Task prompt =
Could you rewrite the lines from the one containing "Find the reflected" through the end of the records as a numbered list, leaving out any blank lines?

Data for the task =
★ ★ ★ ★ ★
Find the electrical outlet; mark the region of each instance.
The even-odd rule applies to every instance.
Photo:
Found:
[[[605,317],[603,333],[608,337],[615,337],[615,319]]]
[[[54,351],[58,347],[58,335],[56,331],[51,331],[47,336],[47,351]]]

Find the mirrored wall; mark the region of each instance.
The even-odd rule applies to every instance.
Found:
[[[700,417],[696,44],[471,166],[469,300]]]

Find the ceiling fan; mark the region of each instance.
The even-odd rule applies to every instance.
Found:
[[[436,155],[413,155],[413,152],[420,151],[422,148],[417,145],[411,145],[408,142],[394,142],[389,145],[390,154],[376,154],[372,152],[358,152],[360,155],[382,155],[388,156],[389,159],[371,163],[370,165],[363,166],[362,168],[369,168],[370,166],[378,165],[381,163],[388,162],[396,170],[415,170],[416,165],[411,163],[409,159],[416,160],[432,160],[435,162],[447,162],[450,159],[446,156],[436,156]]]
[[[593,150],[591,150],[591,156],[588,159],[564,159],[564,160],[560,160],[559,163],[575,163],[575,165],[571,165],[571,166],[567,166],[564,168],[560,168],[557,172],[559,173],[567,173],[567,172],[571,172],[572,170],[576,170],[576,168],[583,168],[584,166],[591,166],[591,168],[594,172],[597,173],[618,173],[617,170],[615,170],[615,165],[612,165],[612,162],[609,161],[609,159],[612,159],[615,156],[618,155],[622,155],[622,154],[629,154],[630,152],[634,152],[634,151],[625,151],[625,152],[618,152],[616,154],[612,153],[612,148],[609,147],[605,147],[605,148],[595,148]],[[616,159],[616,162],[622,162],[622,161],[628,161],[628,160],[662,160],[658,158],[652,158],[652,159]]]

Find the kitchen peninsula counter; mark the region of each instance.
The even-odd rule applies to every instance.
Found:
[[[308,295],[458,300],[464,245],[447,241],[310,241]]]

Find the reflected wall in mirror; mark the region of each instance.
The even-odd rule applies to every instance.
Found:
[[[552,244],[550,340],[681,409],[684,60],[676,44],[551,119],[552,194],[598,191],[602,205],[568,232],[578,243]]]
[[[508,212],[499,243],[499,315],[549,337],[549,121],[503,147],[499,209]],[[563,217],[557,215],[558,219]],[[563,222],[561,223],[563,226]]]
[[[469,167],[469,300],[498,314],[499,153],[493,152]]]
★ ★ ★ ★ ★
Solution to this problem =
1. Find the reflected wall in mirror; mark the region of each instance.
2. The even-odd rule applies to every instance.
3. Found:
4. [[[552,244],[550,340],[681,409],[684,60],[676,44],[551,119],[552,194],[598,191],[602,205],[568,232],[578,243]]]
5. [[[508,212],[499,243],[499,315],[549,337],[549,121],[503,147],[499,209]],[[563,217],[557,215],[558,219]],[[563,222],[561,223],[563,226]]]
6. [[[469,167],[469,300],[498,314],[499,153],[493,152]]]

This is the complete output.